Stored items from a collection
------------------------------------------------------------

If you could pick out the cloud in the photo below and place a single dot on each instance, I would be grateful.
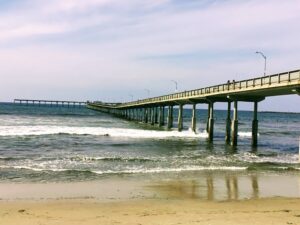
(114, 44)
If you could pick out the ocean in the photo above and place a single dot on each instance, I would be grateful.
(54, 144)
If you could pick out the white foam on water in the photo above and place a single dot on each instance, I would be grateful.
(184, 169)
(245, 134)
(100, 131)
(134, 170)
(281, 158)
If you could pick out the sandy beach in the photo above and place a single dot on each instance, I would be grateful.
(205, 198)
(83, 211)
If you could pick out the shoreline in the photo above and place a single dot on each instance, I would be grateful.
(273, 210)
(200, 185)
(219, 198)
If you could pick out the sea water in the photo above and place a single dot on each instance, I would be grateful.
(49, 143)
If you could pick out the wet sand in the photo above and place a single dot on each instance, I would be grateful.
(194, 198)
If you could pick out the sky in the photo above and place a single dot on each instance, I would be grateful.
(112, 50)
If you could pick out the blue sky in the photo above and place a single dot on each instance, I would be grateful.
(109, 50)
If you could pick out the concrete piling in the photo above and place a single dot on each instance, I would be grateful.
(180, 114)
(170, 117)
(211, 122)
(254, 126)
(194, 118)
(234, 125)
(228, 123)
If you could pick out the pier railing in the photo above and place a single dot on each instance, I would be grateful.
(244, 85)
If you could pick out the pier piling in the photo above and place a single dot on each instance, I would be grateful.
(228, 123)
(254, 126)
(234, 125)
(211, 122)
(180, 114)
(194, 118)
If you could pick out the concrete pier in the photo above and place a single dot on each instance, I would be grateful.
(254, 126)
(161, 116)
(180, 120)
(156, 115)
(234, 124)
(152, 116)
(151, 110)
(170, 117)
(208, 116)
(31, 102)
(211, 122)
(228, 123)
(194, 118)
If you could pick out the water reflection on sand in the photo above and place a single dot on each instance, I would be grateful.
(229, 186)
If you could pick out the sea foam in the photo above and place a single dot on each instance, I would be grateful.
(99, 131)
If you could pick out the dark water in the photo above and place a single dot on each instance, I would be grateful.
(69, 144)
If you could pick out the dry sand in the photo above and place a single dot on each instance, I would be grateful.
(87, 212)
(225, 198)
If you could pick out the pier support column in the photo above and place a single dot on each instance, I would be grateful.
(194, 118)
(152, 116)
(163, 116)
(254, 126)
(228, 123)
(211, 122)
(234, 125)
(146, 115)
(160, 116)
(208, 116)
(170, 117)
(156, 115)
(180, 122)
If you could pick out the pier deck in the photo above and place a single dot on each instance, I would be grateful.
(251, 90)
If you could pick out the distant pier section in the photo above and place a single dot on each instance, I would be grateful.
(56, 103)
(152, 110)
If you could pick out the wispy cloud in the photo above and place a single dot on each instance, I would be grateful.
(111, 44)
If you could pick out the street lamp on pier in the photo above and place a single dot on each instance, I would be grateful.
(176, 85)
(262, 54)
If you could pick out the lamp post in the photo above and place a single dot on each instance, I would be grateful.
(262, 54)
(176, 85)
(131, 97)
(148, 92)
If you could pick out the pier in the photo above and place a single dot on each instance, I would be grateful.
(151, 110)
(56, 103)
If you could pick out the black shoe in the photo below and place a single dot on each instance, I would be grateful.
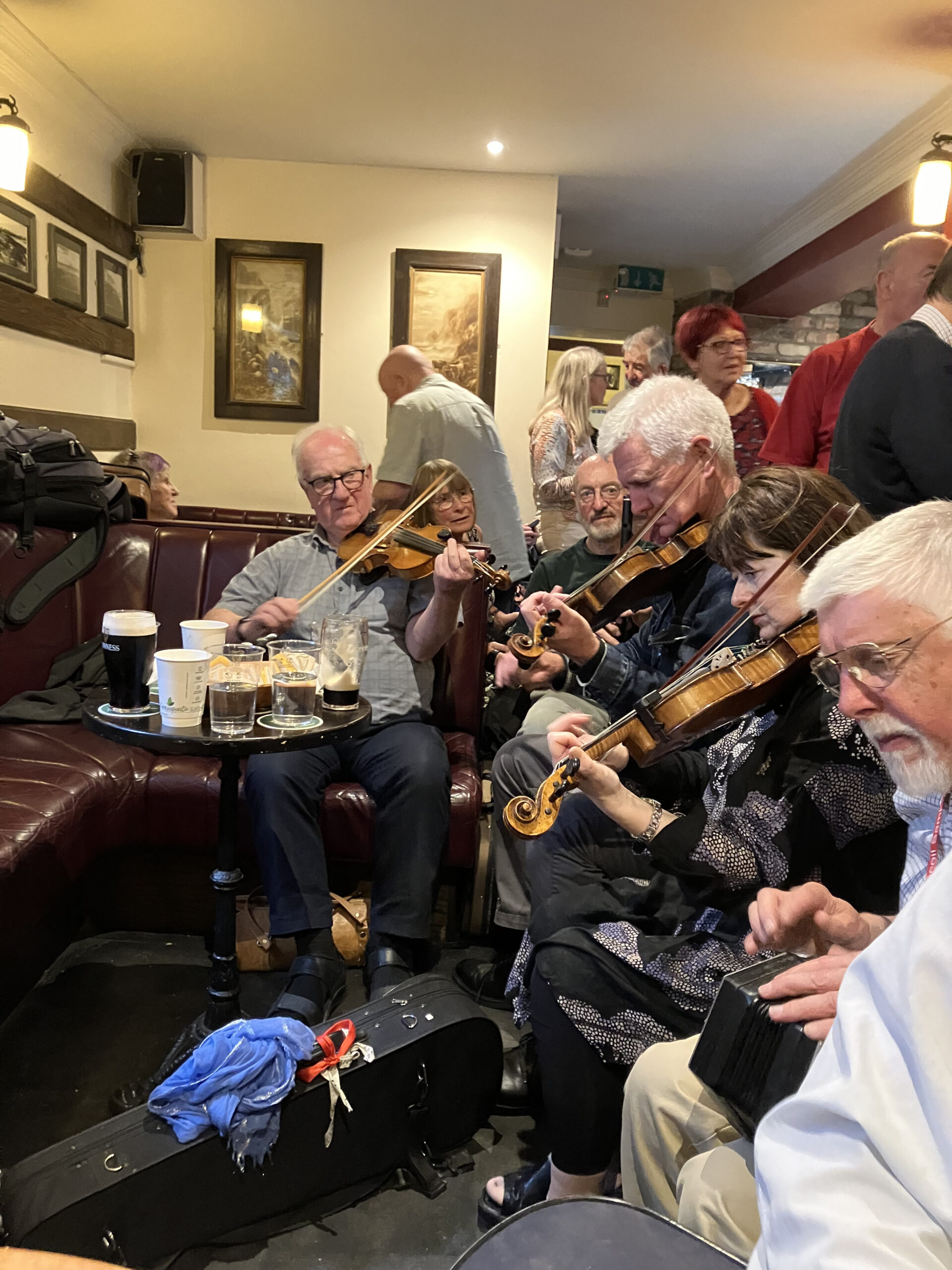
(388, 968)
(518, 1089)
(485, 981)
(332, 974)
(525, 1188)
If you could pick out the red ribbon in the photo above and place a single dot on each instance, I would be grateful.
(332, 1053)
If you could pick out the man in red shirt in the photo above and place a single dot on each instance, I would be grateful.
(803, 432)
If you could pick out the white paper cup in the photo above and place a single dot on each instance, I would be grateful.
(183, 679)
(198, 633)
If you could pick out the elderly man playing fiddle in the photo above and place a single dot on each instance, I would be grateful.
(673, 448)
(400, 761)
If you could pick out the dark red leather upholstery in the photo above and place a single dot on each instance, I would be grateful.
(67, 799)
(239, 516)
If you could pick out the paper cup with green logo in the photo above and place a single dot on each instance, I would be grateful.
(183, 679)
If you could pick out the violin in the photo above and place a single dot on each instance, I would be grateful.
(677, 714)
(408, 552)
(634, 575)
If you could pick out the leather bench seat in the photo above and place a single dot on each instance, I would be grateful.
(73, 804)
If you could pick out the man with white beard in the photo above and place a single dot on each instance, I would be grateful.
(856, 1169)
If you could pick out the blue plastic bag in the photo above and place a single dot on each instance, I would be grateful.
(235, 1081)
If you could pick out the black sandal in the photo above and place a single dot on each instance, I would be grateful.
(377, 958)
(333, 974)
(525, 1188)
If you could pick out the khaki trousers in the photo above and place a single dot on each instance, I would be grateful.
(682, 1157)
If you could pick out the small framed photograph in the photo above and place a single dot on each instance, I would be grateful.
(67, 268)
(112, 290)
(18, 246)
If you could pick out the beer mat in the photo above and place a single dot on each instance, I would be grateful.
(106, 709)
(267, 720)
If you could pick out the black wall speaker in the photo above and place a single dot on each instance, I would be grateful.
(167, 191)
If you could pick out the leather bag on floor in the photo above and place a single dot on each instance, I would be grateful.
(128, 1192)
(257, 951)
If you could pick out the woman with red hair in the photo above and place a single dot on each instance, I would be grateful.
(714, 342)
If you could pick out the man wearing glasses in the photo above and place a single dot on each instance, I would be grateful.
(432, 417)
(832, 1162)
(400, 761)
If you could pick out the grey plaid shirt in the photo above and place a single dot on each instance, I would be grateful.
(393, 683)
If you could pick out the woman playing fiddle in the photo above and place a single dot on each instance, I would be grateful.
(640, 890)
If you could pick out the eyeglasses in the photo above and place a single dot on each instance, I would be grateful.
(607, 492)
(441, 502)
(325, 486)
(875, 666)
(725, 347)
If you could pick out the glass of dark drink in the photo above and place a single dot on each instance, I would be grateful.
(128, 652)
(343, 653)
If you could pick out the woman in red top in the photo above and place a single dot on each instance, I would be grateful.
(714, 342)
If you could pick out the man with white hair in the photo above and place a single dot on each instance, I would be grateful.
(400, 760)
(673, 450)
(645, 353)
(855, 1169)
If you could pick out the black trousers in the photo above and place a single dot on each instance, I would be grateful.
(405, 769)
(583, 1095)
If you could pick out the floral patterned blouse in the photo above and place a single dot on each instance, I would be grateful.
(555, 460)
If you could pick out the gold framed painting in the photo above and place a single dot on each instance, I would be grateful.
(447, 304)
(267, 329)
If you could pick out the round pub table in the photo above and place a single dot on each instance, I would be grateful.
(148, 732)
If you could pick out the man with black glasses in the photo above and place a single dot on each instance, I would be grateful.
(402, 761)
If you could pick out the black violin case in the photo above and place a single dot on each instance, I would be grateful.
(128, 1192)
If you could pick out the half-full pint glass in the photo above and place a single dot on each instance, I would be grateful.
(128, 652)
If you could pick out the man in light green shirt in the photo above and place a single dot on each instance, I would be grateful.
(431, 417)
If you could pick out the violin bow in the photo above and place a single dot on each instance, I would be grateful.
(434, 488)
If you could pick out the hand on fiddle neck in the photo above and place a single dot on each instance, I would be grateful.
(573, 635)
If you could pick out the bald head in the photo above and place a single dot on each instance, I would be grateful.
(403, 370)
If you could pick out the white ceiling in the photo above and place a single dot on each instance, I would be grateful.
(679, 128)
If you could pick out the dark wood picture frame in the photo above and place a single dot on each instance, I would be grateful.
(490, 266)
(10, 250)
(110, 264)
(235, 351)
(58, 291)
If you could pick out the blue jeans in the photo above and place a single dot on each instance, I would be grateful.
(405, 770)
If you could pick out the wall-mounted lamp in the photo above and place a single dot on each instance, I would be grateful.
(933, 183)
(14, 148)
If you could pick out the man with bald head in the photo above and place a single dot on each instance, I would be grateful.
(431, 417)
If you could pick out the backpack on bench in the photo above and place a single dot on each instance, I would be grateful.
(48, 478)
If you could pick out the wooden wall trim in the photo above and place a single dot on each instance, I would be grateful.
(24, 310)
(96, 432)
(54, 196)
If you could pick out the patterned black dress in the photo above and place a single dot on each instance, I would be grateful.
(634, 942)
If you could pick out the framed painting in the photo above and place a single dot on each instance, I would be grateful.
(267, 330)
(112, 290)
(67, 268)
(447, 304)
(18, 246)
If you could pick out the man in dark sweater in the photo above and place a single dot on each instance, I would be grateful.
(892, 445)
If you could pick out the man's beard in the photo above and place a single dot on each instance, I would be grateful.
(604, 529)
(921, 776)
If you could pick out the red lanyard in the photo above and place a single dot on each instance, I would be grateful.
(935, 844)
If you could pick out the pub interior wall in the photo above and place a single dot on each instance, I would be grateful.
(361, 215)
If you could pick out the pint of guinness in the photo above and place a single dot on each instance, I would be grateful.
(128, 652)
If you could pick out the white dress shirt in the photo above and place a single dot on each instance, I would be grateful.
(855, 1171)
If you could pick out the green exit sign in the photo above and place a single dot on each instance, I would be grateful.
(640, 277)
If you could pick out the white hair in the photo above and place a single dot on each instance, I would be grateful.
(667, 413)
(337, 430)
(908, 554)
(656, 343)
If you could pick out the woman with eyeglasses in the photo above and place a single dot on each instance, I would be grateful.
(640, 890)
(560, 441)
(714, 342)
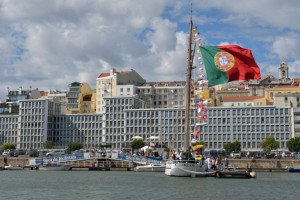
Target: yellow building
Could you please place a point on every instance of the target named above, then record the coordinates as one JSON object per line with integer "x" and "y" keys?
{"x": 78, "y": 98}
{"x": 271, "y": 92}
{"x": 108, "y": 83}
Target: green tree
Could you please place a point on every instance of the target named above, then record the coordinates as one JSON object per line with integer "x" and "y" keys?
{"x": 75, "y": 146}
{"x": 48, "y": 144}
{"x": 269, "y": 143}
{"x": 8, "y": 145}
{"x": 293, "y": 145}
{"x": 232, "y": 146}
{"x": 137, "y": 144}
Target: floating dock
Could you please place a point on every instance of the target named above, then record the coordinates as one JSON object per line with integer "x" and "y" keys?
{"x": 235, "y": 174}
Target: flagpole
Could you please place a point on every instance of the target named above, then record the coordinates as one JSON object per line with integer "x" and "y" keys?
{"x": 188, "y": 90}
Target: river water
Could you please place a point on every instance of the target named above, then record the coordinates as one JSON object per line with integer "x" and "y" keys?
{"x": 120, "y": 185}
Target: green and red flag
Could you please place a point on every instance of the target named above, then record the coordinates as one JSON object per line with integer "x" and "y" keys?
{"x": 228, "y": 63}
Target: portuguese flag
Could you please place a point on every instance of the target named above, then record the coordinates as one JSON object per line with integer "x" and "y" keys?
{"x": 228, "y": 63}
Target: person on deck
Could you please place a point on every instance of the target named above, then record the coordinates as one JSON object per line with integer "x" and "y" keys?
{"x": 226, "y": 162}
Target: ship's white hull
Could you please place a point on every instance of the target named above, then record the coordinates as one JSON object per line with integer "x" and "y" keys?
{"x": 151, "y": 168}
{"x": 187, "y": 168}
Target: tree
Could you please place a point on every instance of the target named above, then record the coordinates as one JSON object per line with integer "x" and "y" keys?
{"x": 269, "y": 143}
{"x": 294, "y": 145}
{"x": 8, "y": 145}
{"x": 232, "y": 146}
{"x": 48, "y": 144}
{"x": 137, "y": 144}
{"x": 75, "y": 146}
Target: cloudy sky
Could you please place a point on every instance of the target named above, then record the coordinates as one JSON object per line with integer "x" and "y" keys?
{"x": 48, "y": 44}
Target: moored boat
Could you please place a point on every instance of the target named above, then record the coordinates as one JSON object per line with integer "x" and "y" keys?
{"x": 10, "y": 167}
{"x": 187, "y": 166}
{"x": 152, "y": 167}
{"x": 293, "y": 169}
{"x": 55, "y": 167}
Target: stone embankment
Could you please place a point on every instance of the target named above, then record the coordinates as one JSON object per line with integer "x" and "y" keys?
{"x": 258, "y": 165}
{"x": 265, "y": 164}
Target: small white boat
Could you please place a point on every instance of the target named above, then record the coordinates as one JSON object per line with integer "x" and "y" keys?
{"x": 10, "y": 167}
{"x": 187, "y": 168}
{"x": 152, "y": 167}
{"x": 293, "y": 169}
{"x": 55, "y": 167}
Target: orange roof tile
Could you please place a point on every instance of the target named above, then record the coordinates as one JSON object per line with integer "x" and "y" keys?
{"x": 242, "y": 98}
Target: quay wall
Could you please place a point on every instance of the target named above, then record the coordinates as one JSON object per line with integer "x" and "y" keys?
{"x": 264, "y": 164}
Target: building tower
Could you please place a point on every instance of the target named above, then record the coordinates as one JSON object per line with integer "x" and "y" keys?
{"x": 283, "y": 71}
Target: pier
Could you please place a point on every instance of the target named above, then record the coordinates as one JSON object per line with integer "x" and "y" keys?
{"x": 106, "y": 164}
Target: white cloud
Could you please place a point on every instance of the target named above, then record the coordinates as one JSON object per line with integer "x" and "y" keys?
{"x": 48, "y": 44}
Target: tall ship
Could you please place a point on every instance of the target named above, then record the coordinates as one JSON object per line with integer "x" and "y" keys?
{"x": 222, "y": 64}
{"x": 187, "y": 166}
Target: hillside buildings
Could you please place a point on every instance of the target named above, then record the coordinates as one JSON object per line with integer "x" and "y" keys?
{"x": 124, "y": 105}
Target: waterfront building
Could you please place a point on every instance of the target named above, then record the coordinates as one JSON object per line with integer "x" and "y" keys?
{"x": 77, "y": 96}
{"x": 258, "y": 87}
{"x": 20, "y": 94}
{"x": 9, "y": 128}
{"x": 291, "y": 100}
{"x": 33, "y": 122}
{"x": 114, "y": 123}
{"x": 83, "y": 128}
{"x": 40, "y": 120}
{"x": 106, "y": 85}
{"x": 244, "y": 101}
{"x": 232, "y": 89}
{"x": 162, "y": 94}
{"x": 270, "y": 93}
{"x": 58, "y": 96}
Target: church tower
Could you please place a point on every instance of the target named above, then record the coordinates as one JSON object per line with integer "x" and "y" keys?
{"x": 283, "y": 71}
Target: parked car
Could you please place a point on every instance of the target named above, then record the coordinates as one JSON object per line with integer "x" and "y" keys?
{"x": 236, "y": 154}
{"x": 56, "y": 152}
{"x": 32, "y": 153}
{"x": 7, "y": 152}
{"x": 21, "y": 151}
{"x": 297, "y": 155}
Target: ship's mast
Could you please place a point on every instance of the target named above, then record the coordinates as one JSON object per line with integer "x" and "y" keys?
{"x": 188, "y": 89}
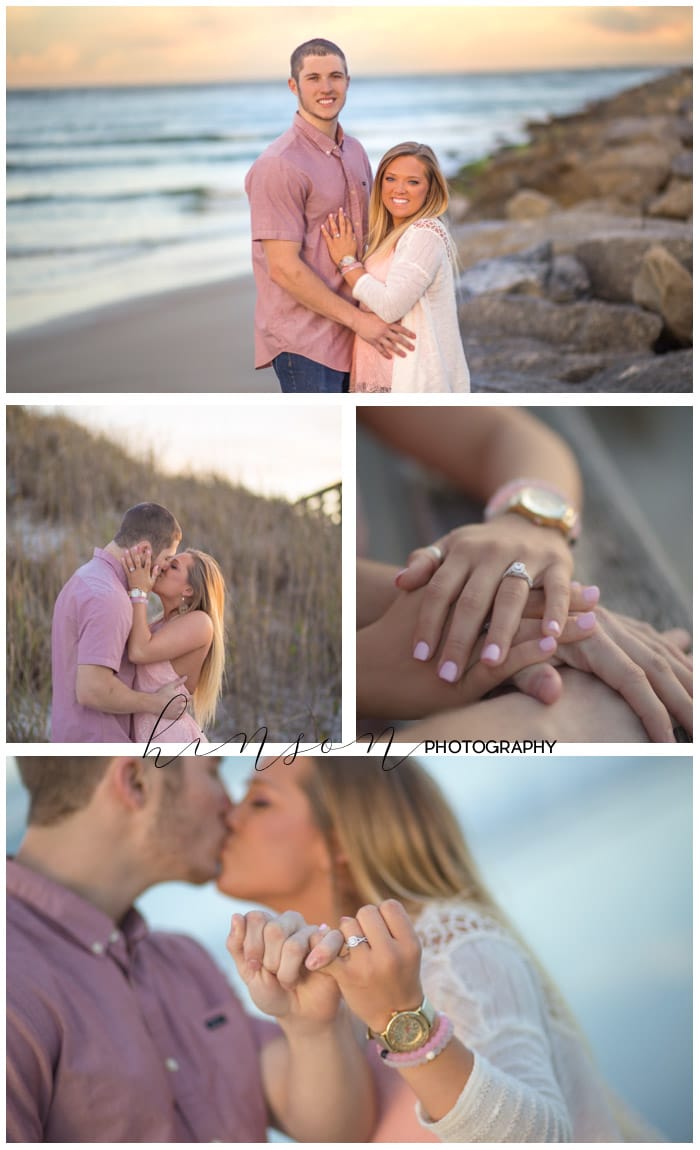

------------------------------------------------------------

EXERCISE GOAL: Copy each line of the data that contains the word "ship".

TASK SOLUTION:
Target: ship's white hull
Target: tall ship
Target: ship's mast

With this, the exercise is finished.